━━━ The input
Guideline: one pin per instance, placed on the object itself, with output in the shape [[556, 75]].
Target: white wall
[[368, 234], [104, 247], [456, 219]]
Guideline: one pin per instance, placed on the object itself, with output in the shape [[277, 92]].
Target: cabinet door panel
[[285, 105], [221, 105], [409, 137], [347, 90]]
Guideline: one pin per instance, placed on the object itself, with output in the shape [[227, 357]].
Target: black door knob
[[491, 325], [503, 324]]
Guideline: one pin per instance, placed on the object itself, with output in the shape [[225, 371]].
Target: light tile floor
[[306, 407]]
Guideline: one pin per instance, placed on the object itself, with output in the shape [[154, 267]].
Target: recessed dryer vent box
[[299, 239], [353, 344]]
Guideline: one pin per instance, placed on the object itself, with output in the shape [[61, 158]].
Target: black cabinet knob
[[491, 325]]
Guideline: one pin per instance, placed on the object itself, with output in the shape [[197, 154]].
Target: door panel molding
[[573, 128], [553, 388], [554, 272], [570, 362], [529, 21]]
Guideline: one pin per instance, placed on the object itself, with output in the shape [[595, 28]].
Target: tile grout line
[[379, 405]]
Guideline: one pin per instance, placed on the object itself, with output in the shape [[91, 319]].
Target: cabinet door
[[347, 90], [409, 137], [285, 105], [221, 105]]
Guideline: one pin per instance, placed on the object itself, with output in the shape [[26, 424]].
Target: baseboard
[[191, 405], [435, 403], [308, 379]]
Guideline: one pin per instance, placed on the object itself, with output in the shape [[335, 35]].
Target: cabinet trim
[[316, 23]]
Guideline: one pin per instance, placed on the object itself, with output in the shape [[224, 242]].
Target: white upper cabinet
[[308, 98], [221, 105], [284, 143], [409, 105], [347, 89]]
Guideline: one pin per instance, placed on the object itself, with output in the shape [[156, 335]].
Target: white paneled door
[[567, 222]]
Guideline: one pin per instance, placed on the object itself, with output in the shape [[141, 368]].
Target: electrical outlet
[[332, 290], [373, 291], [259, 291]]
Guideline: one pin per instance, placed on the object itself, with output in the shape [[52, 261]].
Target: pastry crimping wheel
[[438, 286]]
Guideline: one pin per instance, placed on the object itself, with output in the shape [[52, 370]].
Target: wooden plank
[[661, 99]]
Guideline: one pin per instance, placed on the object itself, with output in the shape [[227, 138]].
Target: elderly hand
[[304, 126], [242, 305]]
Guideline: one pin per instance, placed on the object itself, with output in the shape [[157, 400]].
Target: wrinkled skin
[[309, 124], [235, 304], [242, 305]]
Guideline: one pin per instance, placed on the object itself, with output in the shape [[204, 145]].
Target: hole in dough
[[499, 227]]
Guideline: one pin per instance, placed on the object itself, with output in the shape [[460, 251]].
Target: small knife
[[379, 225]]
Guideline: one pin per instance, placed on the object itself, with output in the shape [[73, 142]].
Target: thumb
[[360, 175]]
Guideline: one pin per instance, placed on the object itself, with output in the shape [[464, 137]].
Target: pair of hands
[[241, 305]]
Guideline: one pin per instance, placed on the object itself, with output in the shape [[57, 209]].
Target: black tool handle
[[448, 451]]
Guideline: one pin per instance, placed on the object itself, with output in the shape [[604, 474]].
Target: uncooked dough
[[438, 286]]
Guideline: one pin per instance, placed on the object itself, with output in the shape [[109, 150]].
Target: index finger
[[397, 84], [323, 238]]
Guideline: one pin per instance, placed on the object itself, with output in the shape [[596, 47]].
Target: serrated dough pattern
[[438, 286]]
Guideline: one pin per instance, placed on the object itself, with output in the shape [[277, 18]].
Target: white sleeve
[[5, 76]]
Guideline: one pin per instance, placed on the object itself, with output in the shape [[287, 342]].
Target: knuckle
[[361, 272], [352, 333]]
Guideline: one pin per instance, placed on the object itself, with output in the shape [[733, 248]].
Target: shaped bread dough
━━━━━━
### What is being asked
Print each record again. Nothing may be left out.

### Solution to the exercise
Guideline: one pin per instance, placed on the object itself, with output in the shape [[556, 75]].
Target: white wall
[[368, 234], [104, 247], [456, 219]]
Guideline: one pin per instance, placed on the object itself, with output in the shape [[277, 92]].
Target: cabinet door panel
[[285, 105], [221, 105], [409, 137], [347, 90]]
Guideline: one pin per instance, placed on the object itself, with output in the shape [[227, 357]].
Target: black door knob
[[491, 325], [503, 324]]
Guideline: one pin per instance, placed on the object itself, with output in the shape [[225, 371]].
Target: light tile floor
[[306, 407]]
Guideline: one pin per instance, placed on the object itself, with output in the shape [[154, 267]].
Target: recessed dryer vent box
[[299, 239], [353, 344]]
Guideline: one pin per instance, placed on the object itself, with output in the shape [[61, 158]].
Target: black cabinet knob
[[491, 325]]
Guideline: one pin per instance, placed on the object itself, with output in the shape [[197, 154]].
Target: door panel molding
[[573, 128], [553, 388], [554, 272], [570, 362], [529, 21]]
Guideline: one pin per instance, placed on the object itself, with output in the shape [[595, 28]].
Target: tile grout line
[[379, 405]]
Guideline: one pin per instance, placed on the object itself, with output in the shape [[91, 319]].
Target: cabinet door
[[347, 90], [409, 137], [285, 105], [221, 105]]
Guideline: one pin per instance, placed on the object itself, with output in the shape [[26, 424]].
Target: baseboard
[[191, 405], [435, 403], [308, 379]]
Guideline: one pin per instance, placed on the object itself, with output in the shape [[335, 35]].
Target: cabinet trim
[[316, 23]]
Guideline: one pin per instance, placed on the object itself, with output in the shape [[224, 242]].
Target: white upper cabinet
[[308, 98], [221, 105], [284, 143], [409, 105], [347, 89]]
Guideline: one pin per instance, placed on the object itself, with output in the shape [[156, 335]].
Target: white paneled door
[[567, 222]]
Guideline: one pin per instance, placed on the object itself, with output in the shape [[141, 368]].
Target: electrical outlet
[[332, 290], [373, 291], [259, 291]]
Guideline: one pin per instance, placed on the object itself, with output in the shape [[52, 261]].
Target: pastry crimping wheel
[[438, 286]]
Guideline: one pin per instance, placed on the object itself, with output in the shape [[52, 370]].
Target: wooden plank
[[661, 99]]
Guideline: one pin per instance, placed on the object itself, with output in the shape [[227, 138]].
Target: elderly hand
[[304, 126], [242, 305]]
Guideline: one pin per instance, placed on the object itself, with output in the shape [[157, 400]].
Target: wrinkled skin
[[309, 124], [235, 304], [242, 305]]
Guideline: one pin per instance, placed on the object itself, with output in the shape [[204, 145]].
Target: hole in dough
[[499, 227]]
Guideline: one pin per instance, placed on the object itself, with output in the shape [[460, 251]].
Target: small knife
[[379, 225]]
Guideline: one pin per instance, placed on the object itself, with output in the shape [[73, 142]].
Target: thumb
[[360, 175]]
Guideline: one pin per instance, placed on the object itself, with output in the shape [[464, 137]].
Target: pair of hands
[[241, 305]]
Guideline: one pin per instance, placed on the object itself, with output in the shape [[57, 209]].
Target: black tool handle
[[448, 451]]
Guideline: one pin per instance, placed on the object itself, with output in the shape [[604, 474]].
Target: uncooked dough
[[438, 286]]
Guideline: one pin per instance, placed on the object itself, with output in the shape [[109, 150]].
Target: index finger
[[397, 84], [323, 238]]
Guideline: one pin per instance, placed on the object itself, with output in the shape [[596, 47]].
Target: serrated dough pattern
[[438, 286]]
Guideline: one pin per instance, placed on the object itself, with output in the shape [[277, 18]].
Target: white sleeve
[[5, 76]]
Guideline: one pin per instance, placed on the object itself, with output in the shape [[287, 342]].
Target: knuckle
[[361, 272], [352, 333]]
Guideline: one pin per instance, placed on the object itself, with output in the shape [[733, 248]].
Target: shaped bread dough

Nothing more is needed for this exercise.